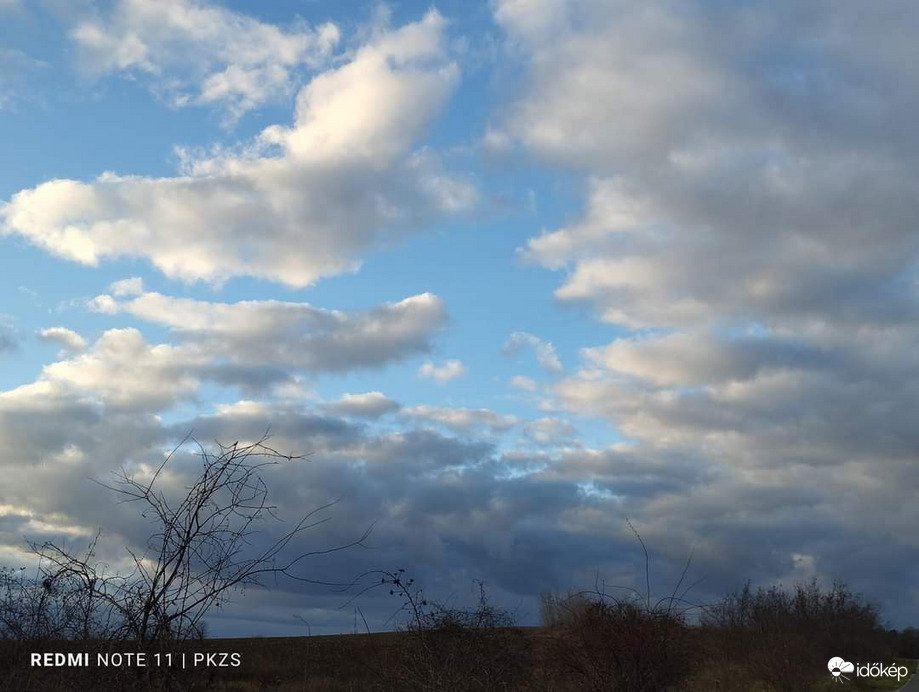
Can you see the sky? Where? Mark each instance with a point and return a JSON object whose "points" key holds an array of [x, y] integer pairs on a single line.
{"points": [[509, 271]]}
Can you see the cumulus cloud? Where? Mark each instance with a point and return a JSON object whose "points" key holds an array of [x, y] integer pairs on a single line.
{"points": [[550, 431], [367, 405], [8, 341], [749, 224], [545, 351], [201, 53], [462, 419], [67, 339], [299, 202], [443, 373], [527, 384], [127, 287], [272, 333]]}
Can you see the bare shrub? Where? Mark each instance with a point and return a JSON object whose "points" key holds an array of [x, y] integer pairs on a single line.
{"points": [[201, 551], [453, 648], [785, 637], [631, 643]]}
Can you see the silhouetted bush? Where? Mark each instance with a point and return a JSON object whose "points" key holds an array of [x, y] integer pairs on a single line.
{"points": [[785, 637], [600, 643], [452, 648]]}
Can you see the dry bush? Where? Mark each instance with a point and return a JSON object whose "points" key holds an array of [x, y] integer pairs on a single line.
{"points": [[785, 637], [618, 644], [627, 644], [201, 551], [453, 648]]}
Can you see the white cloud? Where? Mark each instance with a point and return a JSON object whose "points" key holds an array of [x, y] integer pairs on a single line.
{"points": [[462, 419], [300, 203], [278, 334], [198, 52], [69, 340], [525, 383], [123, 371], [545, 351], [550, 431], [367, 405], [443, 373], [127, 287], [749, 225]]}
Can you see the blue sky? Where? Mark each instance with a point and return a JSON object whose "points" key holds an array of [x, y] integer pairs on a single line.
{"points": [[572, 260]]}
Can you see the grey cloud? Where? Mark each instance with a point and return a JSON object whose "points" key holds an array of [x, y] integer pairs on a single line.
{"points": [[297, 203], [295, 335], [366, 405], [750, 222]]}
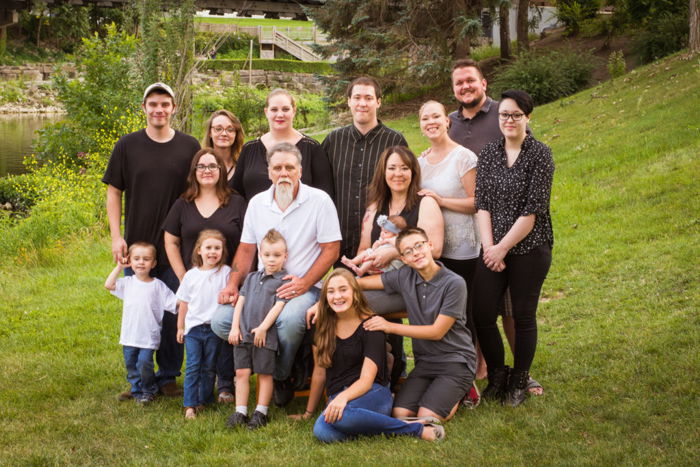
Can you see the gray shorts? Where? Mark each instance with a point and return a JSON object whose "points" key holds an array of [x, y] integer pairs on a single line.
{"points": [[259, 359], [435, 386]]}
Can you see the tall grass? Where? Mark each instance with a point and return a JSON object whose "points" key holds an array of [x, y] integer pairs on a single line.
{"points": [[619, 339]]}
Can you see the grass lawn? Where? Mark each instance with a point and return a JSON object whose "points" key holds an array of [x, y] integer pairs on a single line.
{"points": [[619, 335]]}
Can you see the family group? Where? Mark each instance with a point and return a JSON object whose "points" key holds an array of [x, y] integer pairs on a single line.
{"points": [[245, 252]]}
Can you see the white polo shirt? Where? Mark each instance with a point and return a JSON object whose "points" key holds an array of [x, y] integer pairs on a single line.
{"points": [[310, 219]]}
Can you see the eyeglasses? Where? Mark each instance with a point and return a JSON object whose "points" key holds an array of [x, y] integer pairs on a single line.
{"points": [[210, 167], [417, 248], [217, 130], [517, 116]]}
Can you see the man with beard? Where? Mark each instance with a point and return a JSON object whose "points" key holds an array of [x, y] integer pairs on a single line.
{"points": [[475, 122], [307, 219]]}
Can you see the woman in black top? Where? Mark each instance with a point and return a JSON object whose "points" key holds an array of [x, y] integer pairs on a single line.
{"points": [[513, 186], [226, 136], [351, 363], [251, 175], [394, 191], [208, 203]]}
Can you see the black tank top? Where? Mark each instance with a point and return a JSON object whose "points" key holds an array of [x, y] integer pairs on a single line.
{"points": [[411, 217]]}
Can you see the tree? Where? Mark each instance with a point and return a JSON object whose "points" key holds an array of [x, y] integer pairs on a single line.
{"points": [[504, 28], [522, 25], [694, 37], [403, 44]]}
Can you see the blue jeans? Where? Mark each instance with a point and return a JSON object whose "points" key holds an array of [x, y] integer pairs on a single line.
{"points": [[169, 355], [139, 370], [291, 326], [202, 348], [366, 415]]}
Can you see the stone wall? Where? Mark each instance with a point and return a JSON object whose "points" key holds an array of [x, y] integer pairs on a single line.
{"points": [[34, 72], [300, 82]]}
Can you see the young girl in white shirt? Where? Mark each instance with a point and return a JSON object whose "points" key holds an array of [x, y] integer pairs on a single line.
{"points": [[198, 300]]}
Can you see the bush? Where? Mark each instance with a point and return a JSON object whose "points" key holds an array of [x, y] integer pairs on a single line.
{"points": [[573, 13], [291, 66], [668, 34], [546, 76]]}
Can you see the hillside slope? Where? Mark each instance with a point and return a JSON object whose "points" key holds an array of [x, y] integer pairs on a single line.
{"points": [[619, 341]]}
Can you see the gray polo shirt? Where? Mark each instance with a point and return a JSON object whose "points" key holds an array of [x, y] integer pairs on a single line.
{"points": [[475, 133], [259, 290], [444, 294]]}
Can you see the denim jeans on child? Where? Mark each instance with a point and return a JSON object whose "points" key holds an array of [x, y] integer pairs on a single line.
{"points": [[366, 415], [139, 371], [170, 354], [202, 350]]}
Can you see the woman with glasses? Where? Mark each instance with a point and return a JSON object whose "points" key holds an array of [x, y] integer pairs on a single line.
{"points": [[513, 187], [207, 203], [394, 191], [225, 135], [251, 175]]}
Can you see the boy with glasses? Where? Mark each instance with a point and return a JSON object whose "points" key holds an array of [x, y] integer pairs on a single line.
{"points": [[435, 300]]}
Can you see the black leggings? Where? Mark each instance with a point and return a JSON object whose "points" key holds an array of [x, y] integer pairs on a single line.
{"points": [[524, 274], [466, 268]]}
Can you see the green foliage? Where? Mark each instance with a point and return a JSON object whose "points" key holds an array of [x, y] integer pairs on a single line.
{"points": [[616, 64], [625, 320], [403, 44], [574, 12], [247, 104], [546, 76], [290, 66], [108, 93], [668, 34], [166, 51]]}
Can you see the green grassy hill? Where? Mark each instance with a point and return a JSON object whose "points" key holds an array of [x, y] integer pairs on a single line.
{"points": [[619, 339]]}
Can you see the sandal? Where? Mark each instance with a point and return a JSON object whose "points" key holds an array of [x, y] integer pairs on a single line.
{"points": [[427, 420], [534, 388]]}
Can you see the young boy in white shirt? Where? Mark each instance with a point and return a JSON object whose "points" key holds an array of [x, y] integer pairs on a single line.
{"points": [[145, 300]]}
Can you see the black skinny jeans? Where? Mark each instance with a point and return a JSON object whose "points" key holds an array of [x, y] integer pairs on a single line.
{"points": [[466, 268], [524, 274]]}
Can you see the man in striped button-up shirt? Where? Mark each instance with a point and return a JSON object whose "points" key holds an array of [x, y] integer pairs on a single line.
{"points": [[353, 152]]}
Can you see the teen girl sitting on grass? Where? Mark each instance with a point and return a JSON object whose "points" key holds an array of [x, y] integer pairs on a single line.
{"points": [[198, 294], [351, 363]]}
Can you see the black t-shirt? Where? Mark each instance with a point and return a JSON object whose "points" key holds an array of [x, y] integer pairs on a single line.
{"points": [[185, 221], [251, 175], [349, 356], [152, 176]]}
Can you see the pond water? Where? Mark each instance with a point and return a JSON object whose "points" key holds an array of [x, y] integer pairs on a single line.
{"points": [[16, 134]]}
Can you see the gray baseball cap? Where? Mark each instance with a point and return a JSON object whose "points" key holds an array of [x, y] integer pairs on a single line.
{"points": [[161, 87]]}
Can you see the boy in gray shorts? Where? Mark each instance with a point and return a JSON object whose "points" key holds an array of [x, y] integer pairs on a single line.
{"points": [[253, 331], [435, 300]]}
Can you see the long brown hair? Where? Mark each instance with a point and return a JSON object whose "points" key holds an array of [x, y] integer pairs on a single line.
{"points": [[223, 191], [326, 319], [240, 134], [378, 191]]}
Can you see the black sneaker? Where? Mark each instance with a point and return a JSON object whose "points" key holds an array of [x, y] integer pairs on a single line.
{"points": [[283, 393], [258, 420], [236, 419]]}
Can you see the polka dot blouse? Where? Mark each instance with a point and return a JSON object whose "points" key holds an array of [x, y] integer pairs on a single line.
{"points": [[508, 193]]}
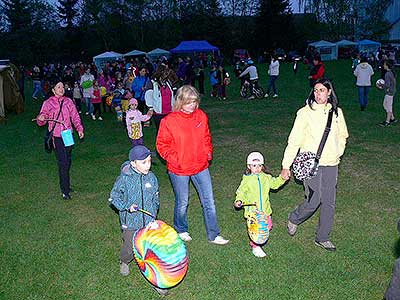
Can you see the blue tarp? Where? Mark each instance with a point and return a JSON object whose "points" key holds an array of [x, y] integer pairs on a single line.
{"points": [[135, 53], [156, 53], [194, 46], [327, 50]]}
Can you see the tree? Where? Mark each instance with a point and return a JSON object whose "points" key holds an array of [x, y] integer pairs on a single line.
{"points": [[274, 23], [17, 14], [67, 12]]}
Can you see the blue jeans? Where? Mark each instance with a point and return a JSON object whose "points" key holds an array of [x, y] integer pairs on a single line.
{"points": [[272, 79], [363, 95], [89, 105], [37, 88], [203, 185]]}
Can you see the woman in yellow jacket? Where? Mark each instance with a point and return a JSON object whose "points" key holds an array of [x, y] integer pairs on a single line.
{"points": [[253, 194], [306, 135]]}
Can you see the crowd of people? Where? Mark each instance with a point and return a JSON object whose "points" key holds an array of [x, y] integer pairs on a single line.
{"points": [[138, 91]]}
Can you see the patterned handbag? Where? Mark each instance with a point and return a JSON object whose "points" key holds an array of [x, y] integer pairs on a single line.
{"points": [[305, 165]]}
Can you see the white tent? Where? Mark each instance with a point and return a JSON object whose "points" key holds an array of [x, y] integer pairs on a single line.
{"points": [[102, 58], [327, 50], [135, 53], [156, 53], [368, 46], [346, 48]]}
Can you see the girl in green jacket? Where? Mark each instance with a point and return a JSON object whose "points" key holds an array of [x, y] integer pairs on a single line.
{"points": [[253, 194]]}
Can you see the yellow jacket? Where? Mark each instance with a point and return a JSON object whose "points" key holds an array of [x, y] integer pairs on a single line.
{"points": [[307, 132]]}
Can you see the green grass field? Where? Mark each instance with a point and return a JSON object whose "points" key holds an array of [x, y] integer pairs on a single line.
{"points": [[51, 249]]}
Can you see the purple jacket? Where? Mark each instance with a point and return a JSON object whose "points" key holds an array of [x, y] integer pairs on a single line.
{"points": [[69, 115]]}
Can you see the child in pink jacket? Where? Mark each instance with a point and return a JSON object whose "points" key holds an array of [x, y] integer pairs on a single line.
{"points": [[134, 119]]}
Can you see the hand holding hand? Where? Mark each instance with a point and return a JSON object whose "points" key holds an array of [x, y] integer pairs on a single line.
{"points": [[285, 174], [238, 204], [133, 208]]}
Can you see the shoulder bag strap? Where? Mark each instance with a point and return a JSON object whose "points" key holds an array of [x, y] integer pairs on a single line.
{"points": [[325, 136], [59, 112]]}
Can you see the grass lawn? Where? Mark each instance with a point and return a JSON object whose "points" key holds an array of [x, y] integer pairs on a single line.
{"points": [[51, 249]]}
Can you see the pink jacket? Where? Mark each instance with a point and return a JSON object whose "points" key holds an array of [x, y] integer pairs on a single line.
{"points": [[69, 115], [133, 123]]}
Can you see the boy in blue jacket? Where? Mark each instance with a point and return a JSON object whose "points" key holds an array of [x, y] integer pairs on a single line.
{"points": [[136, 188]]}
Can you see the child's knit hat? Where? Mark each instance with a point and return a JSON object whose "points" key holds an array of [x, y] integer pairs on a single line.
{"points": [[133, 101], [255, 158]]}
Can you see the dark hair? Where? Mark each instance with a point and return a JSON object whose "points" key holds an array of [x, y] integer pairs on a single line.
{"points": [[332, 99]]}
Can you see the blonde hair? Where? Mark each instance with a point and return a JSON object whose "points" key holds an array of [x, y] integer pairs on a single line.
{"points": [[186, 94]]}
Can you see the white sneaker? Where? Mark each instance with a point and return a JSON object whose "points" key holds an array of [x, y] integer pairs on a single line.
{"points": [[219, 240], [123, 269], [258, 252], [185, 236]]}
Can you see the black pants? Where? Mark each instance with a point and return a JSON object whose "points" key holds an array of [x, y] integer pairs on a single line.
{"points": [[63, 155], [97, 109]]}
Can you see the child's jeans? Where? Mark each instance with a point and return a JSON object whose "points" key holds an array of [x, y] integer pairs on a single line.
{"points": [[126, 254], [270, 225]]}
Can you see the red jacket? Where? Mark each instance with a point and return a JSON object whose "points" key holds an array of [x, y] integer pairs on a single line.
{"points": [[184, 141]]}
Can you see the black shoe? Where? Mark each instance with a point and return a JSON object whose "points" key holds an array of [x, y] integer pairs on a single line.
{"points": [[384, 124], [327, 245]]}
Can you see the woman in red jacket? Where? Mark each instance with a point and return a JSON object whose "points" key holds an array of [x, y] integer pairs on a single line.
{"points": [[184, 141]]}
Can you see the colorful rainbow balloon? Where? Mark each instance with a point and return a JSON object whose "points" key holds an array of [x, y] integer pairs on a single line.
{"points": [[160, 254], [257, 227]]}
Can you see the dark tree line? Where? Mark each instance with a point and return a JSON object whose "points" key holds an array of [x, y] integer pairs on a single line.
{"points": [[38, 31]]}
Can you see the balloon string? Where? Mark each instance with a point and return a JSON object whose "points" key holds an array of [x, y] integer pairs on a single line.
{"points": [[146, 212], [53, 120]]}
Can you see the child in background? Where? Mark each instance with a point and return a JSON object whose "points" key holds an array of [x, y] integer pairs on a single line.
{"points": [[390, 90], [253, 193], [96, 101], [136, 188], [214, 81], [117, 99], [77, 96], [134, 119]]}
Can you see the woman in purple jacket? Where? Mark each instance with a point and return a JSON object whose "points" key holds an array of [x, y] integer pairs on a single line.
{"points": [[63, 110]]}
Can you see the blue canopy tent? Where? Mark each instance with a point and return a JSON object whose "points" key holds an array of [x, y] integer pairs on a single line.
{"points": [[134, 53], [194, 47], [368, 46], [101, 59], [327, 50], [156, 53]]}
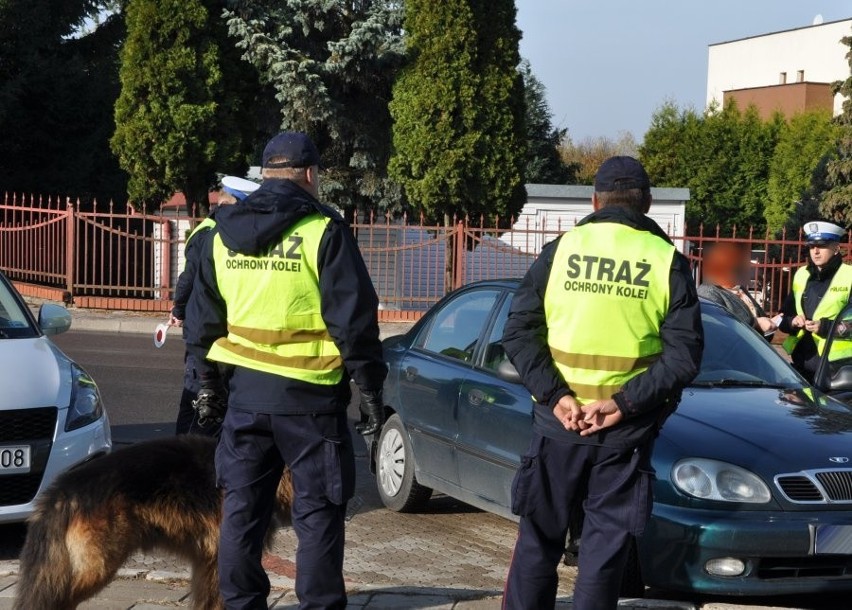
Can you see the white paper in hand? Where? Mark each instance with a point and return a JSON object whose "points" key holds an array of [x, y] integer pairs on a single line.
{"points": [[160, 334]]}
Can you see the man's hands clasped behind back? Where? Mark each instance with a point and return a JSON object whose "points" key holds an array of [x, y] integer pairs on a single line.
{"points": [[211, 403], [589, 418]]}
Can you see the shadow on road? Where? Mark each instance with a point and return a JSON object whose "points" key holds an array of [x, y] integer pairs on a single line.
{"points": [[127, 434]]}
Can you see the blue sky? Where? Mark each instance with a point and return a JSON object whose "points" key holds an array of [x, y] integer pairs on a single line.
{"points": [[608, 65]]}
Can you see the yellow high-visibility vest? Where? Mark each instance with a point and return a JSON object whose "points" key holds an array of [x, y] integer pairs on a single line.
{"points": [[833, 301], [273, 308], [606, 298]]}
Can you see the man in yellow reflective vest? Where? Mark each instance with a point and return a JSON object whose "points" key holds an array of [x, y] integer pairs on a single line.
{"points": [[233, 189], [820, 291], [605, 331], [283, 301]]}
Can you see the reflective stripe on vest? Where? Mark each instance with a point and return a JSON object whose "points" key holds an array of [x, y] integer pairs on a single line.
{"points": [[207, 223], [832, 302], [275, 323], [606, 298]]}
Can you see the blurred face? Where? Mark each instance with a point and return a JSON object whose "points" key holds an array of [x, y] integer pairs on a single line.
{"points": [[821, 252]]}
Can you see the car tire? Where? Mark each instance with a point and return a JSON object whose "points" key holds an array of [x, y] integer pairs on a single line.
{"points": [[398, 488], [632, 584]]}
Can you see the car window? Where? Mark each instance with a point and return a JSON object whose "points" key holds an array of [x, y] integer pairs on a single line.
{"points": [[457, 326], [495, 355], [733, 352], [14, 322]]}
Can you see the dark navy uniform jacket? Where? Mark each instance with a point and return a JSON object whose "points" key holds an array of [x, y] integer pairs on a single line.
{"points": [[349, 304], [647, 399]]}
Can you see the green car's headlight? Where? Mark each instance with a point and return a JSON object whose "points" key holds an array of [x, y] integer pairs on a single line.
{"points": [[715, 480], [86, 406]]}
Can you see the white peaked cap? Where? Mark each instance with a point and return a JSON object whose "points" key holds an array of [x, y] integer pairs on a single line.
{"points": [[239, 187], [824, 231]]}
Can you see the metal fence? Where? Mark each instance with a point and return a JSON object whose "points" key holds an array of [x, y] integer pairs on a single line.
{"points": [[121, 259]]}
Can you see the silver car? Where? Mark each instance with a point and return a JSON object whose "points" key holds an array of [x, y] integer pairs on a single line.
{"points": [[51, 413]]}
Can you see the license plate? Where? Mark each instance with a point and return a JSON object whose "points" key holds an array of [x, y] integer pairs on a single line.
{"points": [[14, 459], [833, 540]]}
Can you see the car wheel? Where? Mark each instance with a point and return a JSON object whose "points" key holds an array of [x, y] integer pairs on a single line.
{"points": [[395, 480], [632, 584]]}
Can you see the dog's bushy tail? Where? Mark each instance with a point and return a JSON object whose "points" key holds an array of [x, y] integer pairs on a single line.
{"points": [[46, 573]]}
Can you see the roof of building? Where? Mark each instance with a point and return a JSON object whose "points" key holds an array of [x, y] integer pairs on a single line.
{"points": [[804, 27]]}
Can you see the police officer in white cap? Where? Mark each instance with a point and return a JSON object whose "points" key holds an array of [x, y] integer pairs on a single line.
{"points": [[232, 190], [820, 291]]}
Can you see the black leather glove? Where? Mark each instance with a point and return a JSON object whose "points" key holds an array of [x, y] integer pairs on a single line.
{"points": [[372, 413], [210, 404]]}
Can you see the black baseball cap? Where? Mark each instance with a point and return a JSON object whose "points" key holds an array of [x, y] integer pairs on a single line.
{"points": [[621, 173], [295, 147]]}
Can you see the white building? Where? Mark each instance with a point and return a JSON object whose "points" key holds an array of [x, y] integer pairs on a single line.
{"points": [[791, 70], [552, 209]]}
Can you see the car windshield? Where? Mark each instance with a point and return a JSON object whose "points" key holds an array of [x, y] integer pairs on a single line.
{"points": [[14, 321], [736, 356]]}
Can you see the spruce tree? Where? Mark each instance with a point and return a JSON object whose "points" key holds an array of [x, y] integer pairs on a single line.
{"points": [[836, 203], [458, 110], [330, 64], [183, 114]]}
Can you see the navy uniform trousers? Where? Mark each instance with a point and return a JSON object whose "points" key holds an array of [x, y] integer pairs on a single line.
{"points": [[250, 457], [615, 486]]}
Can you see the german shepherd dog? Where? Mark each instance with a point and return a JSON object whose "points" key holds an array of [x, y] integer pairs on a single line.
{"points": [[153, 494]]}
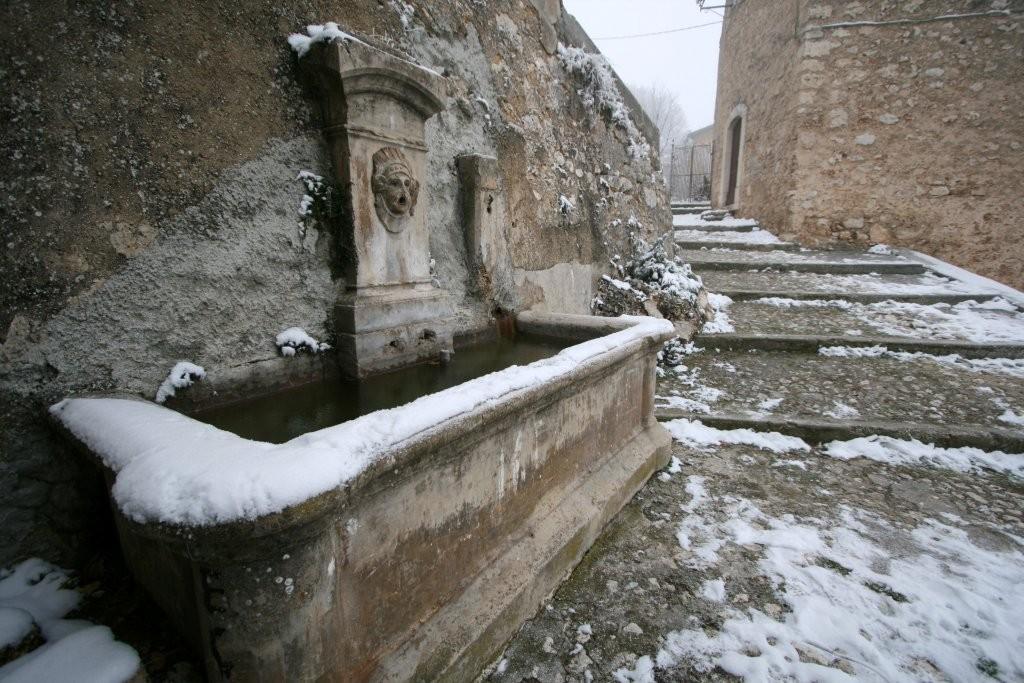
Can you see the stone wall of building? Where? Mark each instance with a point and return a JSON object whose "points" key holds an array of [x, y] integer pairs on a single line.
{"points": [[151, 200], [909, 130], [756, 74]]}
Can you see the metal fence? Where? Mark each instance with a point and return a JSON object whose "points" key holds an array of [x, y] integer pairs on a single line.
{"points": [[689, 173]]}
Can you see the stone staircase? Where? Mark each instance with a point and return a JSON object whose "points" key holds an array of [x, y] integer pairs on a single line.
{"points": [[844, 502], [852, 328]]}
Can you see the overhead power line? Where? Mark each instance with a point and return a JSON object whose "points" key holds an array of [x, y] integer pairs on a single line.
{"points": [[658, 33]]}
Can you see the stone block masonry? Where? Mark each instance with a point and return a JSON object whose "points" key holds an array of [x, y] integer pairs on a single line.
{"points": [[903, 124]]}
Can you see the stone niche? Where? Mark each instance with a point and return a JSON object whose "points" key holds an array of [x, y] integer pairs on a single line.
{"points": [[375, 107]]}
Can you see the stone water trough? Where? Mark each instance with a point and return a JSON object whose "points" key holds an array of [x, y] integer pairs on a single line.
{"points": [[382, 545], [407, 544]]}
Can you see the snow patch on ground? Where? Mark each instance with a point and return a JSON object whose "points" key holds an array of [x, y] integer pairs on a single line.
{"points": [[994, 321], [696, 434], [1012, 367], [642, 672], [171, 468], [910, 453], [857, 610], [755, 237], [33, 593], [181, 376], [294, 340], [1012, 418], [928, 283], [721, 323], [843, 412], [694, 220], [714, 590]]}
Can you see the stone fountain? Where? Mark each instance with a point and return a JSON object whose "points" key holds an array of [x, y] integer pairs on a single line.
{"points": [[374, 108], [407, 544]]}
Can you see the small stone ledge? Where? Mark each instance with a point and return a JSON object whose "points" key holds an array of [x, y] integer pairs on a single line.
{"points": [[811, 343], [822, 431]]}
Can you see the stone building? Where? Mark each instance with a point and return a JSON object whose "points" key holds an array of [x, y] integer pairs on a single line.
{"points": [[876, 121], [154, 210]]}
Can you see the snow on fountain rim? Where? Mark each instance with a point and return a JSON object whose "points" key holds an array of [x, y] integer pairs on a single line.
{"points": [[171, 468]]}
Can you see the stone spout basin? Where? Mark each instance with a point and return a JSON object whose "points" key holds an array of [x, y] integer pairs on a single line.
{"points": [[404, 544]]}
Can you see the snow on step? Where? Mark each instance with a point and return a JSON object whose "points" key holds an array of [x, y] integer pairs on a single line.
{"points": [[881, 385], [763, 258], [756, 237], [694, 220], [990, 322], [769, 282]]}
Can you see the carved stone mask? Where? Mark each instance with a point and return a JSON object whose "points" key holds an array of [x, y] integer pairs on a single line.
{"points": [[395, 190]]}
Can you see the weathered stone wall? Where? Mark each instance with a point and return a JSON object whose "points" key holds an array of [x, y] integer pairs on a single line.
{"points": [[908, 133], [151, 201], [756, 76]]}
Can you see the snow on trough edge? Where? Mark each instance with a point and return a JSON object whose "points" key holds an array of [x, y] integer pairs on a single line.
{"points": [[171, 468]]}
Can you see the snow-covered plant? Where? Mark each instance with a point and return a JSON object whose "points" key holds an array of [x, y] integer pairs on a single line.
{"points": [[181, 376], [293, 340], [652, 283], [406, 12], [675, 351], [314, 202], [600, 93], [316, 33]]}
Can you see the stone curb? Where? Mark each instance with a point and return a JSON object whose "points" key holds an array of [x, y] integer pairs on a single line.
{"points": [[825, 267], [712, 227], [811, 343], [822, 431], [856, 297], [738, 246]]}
============================================================
• [Problem to work on] Each line from the one with "Can you see the snow-covered" through the last line of the records must be written out word for word. Include nothing else.

• [Reply]
Can you see the snow-covered plant? Where? Mark each instance with a point and return a JSON object whose "points" key holds an array of [x, y] integer pairs on a single line.
{"points": [[181, 376], [293, 340], [652, 283], [406, 12], [675, 351], [314, 202], [600, 93], [316, 33]]}
Can you see the stone curb? Where? Mark each instance with a point and return a JSON object whose "points" key holds an array of [x, y] integer pairs on a single line.
{"points": [[825, 267], [712, 227], [811, 343], [822, 431], [856, 297], [738, 246]]}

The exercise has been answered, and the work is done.